Extracted data entries
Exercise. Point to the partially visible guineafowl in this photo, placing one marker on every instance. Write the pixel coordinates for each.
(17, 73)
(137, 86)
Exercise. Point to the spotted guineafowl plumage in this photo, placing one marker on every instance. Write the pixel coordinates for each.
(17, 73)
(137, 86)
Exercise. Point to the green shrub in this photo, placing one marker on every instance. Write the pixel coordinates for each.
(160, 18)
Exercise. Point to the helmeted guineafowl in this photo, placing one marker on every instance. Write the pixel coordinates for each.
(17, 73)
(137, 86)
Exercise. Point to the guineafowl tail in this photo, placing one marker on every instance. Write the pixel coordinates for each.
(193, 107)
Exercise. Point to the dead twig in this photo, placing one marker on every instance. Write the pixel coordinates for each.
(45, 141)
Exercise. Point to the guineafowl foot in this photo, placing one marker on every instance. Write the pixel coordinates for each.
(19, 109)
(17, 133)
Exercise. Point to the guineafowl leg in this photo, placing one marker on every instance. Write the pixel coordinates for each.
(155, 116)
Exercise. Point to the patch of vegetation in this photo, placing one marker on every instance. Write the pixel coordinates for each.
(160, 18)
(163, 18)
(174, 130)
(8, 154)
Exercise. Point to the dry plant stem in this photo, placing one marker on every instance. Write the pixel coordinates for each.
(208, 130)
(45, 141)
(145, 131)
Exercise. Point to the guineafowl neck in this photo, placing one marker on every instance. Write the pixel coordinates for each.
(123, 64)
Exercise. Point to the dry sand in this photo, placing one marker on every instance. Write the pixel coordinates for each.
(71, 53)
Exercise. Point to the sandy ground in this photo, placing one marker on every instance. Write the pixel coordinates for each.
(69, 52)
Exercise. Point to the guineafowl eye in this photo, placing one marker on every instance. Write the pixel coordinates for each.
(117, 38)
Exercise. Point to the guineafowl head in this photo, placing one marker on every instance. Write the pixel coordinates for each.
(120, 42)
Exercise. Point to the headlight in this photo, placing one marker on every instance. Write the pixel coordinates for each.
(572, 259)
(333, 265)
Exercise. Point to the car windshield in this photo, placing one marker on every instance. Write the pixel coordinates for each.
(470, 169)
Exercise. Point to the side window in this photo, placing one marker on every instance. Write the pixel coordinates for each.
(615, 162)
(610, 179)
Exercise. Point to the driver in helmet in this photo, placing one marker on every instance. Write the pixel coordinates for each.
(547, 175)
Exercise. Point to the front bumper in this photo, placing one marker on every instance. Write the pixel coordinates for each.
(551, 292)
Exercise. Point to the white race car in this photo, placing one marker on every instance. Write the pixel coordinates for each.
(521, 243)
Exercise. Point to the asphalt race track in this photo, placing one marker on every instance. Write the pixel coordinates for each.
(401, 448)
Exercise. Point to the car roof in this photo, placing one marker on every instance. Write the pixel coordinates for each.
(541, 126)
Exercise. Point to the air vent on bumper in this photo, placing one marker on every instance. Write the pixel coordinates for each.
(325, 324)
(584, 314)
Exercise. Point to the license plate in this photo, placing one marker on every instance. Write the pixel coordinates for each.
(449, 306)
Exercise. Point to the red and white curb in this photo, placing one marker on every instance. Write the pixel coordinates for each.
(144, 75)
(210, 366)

- [What you should do]: What this exercise asks for is the data above, retyped exactly.

- [Finished task]:
Exercise. Point to the partially visible guineafowl in this photo, placing one marker on every instance. Write the pixel coordinates for each.
(17, 73)
(137, 86)
Exercise. Point to the spotted guineafowl plumage in this photo, placing one marker on every instance. Write the pixel coordinates for each.
(17, 73)
(137, 86)
Exercise. Point to the green shrub in this photo, placing one marker on every instance. Write the pixel coordinates for each.
(160, 18)
Exercise. Point to the helmeted guineafowl in this photo, placing one marker on every instance. Write the pixel coordinates for each.
(17, 73)
(137, 86)
Exercise. Point to the guineafowl tail in this photo, placing one marker on every instance. Write the pixel coordinates for each.
(193, 107)
Exercise. Point to the dead twig in this photo, placing one marker on every instance. Write the pixel coordinates for each.
(45, 141)
Exercise. Point to the guineafowl foot in this photo, placing one marker on every instance. Write the pixel coordinates for each.
(19, 109)
(17, 133)
Exercise. Point to the guineafowl leg in this photo, placing one marker on every instance. Write the pixel coordinates for each.
(155, 116)
Exercise. Point to the patch of vegetation in this photo, placing one marker on every instance. Write the pixel coordinates for each.
(160, 18)
(163, 18)
(174, 130)
(8, 154)
Exercise. Point to the dry plant stem in this photo, placing one marker on every instance. Write the pixel coordinates for each.
(208, 130)
(45, 141)
(145, 131)
Exercise. Point to the guineafowl neck in this photo, placing one marker on every instance. Write the pixel coordinates for each.
(123, 64)
Exercise. Point to the dry sand in this photo, placing one marker on every instance. Write the pixel coordinates for each.
(71, 53)
Exercise. Point to the sandy ground in this photo, placing one marker on every instance. Write the pixel coordinates for each.
(69, 52)
Exercise. Point to the guineafowl eye in this photo, placing one marker on every instance. Write the pixel coordinates for each.
(117, 38)
Exercise. Point to the guineafowl head in this photo, placing one marker on every instance. Write the pixel coordinates for each.
(120, 42)
Exercise. Point to the headlight in this photo, placing one marker on every instance. Write the pixel coordinates for each.
(572, 259)
(333, 265)
Exercise. Point to the car windshield in this photo, placing one marker on every instance. Write the pixel coordinates for each.
(470, 169)
Exercise. Point to the side window in this photo, placing one marker on every instance. Write the pixel coordinates for each.
(615, 162)
(610, 179)
Exercise. Point to the driver in helmet in this photo, placing one marker on every instance. Write the pixel coordinates for each.
(547, 175)
Exercise. Point to the front bumper in this photo, placing one marker on every instance. Write the pixel coordinates for each.
(551, 292)
Exercise. Point to the white race car in this photo, placing one marker on every instance. Write the pixel coordinates for each.
(521, 243)
Exercise. Point to the asphalt race track in this photo, placing one marker on every instance. Write the pixel coordinates for each.
(401, 448)
Exercise. Point to the car roof in this photo, placing one marker on every instance. Write the pixel coordinates for each.
(541, 126)
Exercise. Point to the air vent on bumper in this photo, placing one marker on every instance. Write the pixel coordinates for each.
(325, 324)
(584, 314)
Exercise. Point to the license plate in this photo, placing one marker on every instance. Write the pixel coordinates for each.
(449, 306)
Exercise. Point to the red and white curb in this photo, placing one marker on every instance. Write the pixel coordinates for each.
(144, 75)
(210, 366)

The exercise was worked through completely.